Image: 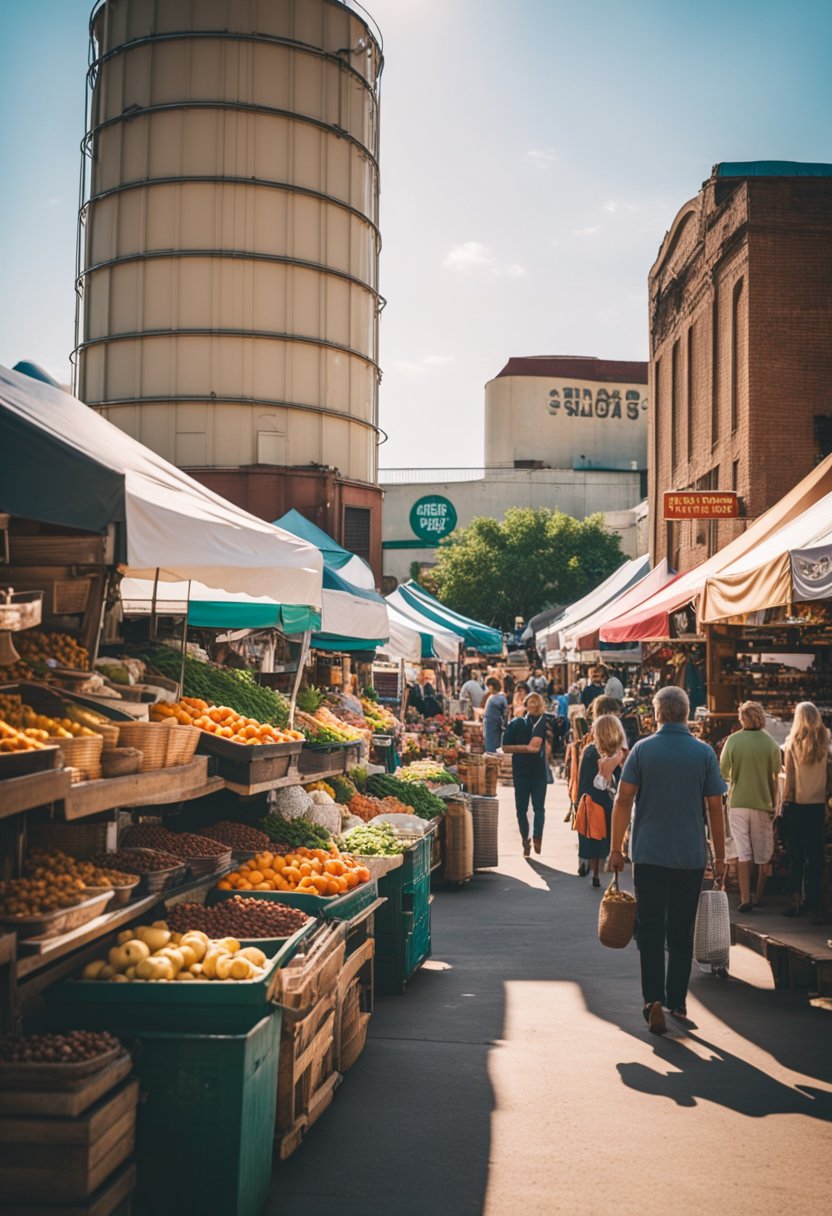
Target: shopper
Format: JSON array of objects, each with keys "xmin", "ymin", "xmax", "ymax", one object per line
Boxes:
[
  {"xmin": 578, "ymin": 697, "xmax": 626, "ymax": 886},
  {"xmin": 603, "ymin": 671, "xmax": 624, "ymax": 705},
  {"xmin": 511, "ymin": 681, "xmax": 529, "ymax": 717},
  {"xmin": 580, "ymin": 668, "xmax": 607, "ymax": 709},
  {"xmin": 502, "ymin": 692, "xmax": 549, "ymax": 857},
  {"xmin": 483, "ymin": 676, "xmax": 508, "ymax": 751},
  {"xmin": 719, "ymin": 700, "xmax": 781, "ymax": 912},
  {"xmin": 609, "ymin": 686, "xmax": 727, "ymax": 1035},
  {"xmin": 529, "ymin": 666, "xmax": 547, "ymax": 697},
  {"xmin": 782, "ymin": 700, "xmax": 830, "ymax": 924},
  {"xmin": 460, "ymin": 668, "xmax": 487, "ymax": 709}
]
☆ ☆ ☆ ☆ ☆ ☆ ☆
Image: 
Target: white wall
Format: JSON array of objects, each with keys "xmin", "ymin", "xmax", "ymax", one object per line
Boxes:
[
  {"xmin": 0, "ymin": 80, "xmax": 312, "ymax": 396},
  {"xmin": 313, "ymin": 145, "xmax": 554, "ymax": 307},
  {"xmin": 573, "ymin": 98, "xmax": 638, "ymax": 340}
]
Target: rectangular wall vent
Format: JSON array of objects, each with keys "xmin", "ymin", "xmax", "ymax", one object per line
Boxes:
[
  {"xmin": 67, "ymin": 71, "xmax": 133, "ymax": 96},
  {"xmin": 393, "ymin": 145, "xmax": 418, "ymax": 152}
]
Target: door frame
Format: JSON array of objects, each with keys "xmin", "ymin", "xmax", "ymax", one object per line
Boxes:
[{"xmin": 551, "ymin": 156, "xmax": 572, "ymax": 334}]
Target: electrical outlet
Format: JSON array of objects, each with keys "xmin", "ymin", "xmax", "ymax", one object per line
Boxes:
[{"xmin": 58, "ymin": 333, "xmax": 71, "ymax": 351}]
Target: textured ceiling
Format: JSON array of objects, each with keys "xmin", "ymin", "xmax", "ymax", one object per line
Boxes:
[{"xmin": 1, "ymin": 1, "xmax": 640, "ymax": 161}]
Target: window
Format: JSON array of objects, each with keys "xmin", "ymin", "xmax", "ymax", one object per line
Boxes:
☆ ☆ ☆ ☆ ☆ ☆ ☆
_Goal_
Collect and copy in full every line above that contains the word "wall". Matching is case-sensitive.

_The result_
Target: white wall
Target: rectangular wall vent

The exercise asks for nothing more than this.